[Start of section]

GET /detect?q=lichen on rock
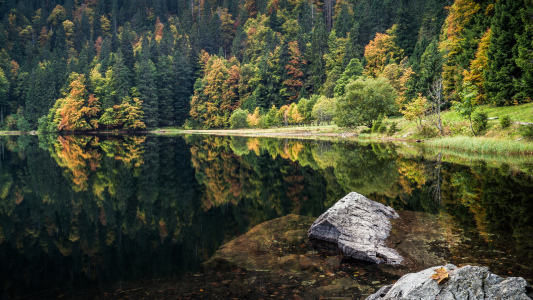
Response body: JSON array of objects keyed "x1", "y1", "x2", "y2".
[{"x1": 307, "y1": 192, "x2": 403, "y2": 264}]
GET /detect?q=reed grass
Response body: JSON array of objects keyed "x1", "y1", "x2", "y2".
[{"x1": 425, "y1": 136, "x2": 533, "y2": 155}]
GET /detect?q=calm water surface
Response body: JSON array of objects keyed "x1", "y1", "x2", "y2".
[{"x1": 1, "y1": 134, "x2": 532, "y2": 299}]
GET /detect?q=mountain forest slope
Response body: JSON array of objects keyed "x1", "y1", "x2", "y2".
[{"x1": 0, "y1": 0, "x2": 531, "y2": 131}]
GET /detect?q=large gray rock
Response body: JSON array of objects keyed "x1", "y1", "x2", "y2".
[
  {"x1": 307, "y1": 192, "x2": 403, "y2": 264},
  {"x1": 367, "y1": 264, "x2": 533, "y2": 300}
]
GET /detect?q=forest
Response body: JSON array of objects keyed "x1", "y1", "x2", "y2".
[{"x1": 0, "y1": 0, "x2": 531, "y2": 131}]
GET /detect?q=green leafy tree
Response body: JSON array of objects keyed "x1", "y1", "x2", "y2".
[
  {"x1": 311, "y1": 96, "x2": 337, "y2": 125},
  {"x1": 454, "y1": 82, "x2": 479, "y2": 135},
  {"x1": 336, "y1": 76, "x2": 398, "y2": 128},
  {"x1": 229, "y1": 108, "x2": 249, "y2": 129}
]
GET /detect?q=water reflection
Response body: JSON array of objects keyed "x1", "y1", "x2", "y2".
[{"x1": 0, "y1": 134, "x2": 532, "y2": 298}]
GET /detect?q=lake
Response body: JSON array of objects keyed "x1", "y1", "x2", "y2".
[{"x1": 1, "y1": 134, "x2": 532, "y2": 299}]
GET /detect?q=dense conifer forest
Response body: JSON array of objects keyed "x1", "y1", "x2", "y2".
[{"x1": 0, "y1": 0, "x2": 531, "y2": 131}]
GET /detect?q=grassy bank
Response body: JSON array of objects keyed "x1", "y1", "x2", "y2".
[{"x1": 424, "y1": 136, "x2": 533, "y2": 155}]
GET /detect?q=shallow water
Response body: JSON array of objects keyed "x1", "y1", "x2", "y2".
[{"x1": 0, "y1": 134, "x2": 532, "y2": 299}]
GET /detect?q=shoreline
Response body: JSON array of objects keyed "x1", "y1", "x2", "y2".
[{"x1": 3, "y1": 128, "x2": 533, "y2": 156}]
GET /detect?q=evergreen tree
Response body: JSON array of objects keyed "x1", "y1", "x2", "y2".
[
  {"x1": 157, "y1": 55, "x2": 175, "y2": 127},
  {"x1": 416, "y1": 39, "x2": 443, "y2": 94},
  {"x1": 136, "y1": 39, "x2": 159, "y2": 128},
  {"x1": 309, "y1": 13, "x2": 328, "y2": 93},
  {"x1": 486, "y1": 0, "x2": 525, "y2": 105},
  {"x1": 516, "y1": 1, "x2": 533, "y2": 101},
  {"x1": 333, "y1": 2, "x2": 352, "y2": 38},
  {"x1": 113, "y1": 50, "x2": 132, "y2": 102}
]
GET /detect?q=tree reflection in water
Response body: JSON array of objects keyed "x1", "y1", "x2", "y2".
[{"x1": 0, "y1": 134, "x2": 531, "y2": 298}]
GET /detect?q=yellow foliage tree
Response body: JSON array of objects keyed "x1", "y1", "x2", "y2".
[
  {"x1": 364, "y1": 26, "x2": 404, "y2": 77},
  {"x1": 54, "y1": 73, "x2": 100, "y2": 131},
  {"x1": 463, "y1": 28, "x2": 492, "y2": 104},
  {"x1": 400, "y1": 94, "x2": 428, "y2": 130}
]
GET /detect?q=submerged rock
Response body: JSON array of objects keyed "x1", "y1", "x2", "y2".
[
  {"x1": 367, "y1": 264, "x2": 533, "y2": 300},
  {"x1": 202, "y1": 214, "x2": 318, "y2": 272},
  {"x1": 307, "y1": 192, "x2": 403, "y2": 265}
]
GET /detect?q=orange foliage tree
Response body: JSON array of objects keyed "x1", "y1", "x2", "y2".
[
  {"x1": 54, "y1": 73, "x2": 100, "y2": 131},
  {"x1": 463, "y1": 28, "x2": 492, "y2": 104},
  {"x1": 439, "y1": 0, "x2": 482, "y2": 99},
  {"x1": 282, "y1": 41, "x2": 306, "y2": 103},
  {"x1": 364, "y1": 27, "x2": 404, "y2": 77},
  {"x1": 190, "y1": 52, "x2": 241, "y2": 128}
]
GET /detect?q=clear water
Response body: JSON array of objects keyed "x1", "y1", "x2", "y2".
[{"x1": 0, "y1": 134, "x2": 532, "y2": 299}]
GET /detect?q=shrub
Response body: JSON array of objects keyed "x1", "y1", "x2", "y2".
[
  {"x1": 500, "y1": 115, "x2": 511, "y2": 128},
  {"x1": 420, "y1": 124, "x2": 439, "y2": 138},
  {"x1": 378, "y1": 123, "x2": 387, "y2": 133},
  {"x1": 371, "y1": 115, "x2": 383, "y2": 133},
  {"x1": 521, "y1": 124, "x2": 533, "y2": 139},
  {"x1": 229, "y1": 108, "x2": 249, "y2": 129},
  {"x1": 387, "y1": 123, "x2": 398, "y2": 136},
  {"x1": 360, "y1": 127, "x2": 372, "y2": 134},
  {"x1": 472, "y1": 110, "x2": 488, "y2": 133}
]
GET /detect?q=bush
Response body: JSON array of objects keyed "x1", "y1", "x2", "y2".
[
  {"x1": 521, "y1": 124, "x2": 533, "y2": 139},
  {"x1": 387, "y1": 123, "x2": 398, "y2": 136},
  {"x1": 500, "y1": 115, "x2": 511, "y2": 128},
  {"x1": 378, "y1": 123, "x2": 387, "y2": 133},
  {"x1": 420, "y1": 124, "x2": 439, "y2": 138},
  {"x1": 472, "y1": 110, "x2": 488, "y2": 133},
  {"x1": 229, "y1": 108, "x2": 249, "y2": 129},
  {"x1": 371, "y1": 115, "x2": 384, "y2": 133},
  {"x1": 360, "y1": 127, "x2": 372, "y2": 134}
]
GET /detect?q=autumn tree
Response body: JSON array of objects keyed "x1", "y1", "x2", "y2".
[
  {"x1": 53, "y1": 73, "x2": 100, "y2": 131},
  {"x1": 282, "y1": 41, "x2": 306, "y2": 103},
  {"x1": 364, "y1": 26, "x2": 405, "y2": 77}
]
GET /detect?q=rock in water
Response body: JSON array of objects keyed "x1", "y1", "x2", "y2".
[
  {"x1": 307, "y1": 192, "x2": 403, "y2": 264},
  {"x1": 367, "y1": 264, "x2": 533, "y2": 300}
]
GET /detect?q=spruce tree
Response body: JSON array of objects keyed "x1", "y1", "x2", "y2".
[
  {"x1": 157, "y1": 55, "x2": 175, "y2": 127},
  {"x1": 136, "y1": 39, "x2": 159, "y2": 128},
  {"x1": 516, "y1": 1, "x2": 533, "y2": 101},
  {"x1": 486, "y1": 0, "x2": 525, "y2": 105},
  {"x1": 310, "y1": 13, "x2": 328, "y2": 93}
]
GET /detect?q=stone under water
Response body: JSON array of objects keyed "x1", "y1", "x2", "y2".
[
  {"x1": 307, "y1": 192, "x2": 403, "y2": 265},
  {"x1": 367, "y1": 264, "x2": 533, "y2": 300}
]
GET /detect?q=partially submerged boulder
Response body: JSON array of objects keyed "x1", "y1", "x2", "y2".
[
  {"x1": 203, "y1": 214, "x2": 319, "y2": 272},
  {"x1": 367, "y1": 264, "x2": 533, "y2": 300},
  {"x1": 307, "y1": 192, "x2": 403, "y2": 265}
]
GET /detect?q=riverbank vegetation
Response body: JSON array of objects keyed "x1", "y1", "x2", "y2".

[End of section]

ABOUT THIS EXERCISE: Please report every line in the entries above that holds the string "tree".

ANSWER TO THIS EXERCISE:
GET /detect?q=green leafy tree
GET /detect?q=evergreen tree
GET /detect?q=tree reflection in water
GET /detect?q=yellow foliage tree
GET /detect?q=orange foliage tree
GET /detect?q=autumn tree
GET /detect?q=spruce tree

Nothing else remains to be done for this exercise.